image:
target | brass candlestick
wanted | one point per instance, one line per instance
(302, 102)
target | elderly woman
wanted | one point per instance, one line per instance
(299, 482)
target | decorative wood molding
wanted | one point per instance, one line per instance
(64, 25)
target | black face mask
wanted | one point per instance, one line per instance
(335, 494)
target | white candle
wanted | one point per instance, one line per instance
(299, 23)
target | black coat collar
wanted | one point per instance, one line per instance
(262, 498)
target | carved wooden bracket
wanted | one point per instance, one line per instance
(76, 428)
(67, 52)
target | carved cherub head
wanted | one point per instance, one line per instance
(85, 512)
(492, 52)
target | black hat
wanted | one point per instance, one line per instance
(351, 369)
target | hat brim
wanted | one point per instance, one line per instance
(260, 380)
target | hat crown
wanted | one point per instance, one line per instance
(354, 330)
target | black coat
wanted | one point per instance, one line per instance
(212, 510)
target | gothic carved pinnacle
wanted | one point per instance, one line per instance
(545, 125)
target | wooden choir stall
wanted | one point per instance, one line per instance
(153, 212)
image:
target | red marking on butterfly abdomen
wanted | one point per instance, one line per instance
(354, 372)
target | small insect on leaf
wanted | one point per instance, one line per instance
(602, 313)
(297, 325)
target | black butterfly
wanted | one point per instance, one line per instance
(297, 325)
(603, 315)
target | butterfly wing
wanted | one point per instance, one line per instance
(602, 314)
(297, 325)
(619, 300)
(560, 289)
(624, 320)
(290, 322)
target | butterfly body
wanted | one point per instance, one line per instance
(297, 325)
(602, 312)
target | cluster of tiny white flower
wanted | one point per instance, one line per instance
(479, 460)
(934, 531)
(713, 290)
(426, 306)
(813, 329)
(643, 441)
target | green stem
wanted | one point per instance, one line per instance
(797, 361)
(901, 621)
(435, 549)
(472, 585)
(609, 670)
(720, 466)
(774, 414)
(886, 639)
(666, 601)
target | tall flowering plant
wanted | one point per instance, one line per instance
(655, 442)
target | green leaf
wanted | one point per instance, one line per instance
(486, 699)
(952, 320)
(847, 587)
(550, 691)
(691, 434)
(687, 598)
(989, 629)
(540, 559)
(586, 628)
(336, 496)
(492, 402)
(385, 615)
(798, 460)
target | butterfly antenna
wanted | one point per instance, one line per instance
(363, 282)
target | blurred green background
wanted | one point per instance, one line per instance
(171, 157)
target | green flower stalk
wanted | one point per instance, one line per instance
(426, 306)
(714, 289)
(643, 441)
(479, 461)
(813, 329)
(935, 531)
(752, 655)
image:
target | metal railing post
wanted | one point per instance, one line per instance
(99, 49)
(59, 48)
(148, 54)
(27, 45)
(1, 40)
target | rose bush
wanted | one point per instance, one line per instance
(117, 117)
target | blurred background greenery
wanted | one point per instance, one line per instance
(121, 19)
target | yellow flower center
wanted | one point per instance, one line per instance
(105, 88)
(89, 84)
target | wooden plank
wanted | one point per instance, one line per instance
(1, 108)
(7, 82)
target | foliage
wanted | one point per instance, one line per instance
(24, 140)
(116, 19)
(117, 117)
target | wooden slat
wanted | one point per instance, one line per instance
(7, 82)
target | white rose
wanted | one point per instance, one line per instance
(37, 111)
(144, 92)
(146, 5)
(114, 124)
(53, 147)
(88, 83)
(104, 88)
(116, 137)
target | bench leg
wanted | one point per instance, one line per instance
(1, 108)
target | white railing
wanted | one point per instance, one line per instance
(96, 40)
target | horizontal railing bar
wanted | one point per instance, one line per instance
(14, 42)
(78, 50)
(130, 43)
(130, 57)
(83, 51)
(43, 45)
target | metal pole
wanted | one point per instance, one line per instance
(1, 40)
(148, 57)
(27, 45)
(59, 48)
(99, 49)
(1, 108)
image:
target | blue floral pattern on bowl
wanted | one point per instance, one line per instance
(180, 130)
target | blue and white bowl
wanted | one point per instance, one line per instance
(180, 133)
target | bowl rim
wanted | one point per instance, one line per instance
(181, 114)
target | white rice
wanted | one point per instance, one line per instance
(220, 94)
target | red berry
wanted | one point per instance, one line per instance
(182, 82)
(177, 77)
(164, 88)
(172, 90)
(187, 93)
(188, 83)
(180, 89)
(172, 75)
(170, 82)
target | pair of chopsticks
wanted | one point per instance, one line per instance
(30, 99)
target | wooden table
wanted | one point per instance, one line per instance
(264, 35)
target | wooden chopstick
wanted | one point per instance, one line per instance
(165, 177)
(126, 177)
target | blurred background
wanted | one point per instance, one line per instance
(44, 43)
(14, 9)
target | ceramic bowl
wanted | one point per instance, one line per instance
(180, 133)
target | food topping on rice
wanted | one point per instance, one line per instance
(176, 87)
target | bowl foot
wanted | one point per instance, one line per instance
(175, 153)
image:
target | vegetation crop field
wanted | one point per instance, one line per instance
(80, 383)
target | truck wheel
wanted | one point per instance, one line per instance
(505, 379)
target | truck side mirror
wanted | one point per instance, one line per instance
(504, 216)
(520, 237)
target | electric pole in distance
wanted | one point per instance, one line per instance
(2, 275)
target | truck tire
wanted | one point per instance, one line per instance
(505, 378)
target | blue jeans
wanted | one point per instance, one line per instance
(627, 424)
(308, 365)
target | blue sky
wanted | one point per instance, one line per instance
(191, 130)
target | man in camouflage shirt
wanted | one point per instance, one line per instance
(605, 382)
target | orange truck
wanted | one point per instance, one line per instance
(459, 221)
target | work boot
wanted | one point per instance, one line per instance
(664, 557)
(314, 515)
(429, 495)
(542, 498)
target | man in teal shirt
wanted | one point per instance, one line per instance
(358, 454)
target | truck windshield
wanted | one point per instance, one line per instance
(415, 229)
───
* _PROBLEM TO SOLVE_
Starting at the line with "target | red berry" and continuing through the end of the entries, give those lines again, each request included, and multiply every point coordinate in the answers by 1.4, rounding to whole numbers with halves rounded up. Give only these lines.

* _WORKED SOLUTION_
target | red berry
wanted | one point per instance, one line per instance
(255, 115)
(248, 108)
(230, 123)
(241, 126)
(262, 130)
(263, 116)
(252, 125)
(241, 105)
(238, 115)
target | pair of chopsticks
wanted | one point per instance, one line per instance
(42, 139)
target | wooden table
wanted | one point per instance, one line per instance
(370, 49)
target | wooden chopstick
wanted | one point per instance, one line per instance
(231, 248)
(176, 248)
target | blurred background
wanted | one point per instance, one line per instance
(62, 60)
(20, 13)
target | ceramic bowl
wanted | one point per instance, one line per instance
(252, 186)
target | food topping on rice
wanted | one point per instance, one line per instance
(246, 122)
target | bowl foot
wanted | one point per instance, one line per instance
(245, 214)
image:
target | vegetation crop field
wanted | one point per instance, one line per instance
(112, 536)
target | truck wheel
wanted | one point per instance, one line per instance
(707, 531)
target | truck side mirror
wanted | one point per instance, one line per instance
(706, 302)
(728, 332)
target | electric pole in distance
wanted | one point per instance, one line per instance
(3, 385)
target | truck tire
wanted | one point per instance, one line per instance
(707, 529)
target | blue jeans
wanted | one point per instance, one line per instance
(878, 594)
(431, 511)
target | blue sky
wanted | one point per instance, one line per instance
(267, 182)
target | man in camouflage shirt
wanted | one point per instance, one line per instance
(847, 535)
target | orange truck
wanted | one point per instance, one line per instance
(643, 309)
target | work boot
wanted | one point per instance, one line per instance
(930, 780)
(440, 721)
(601, 693)
(759, 697)
target | man in teal shirt
wanted | one point per instance, one line per instance
(501, 636)
target | truck windshield
wanted | one point per instance, one line per instance
(581, 321)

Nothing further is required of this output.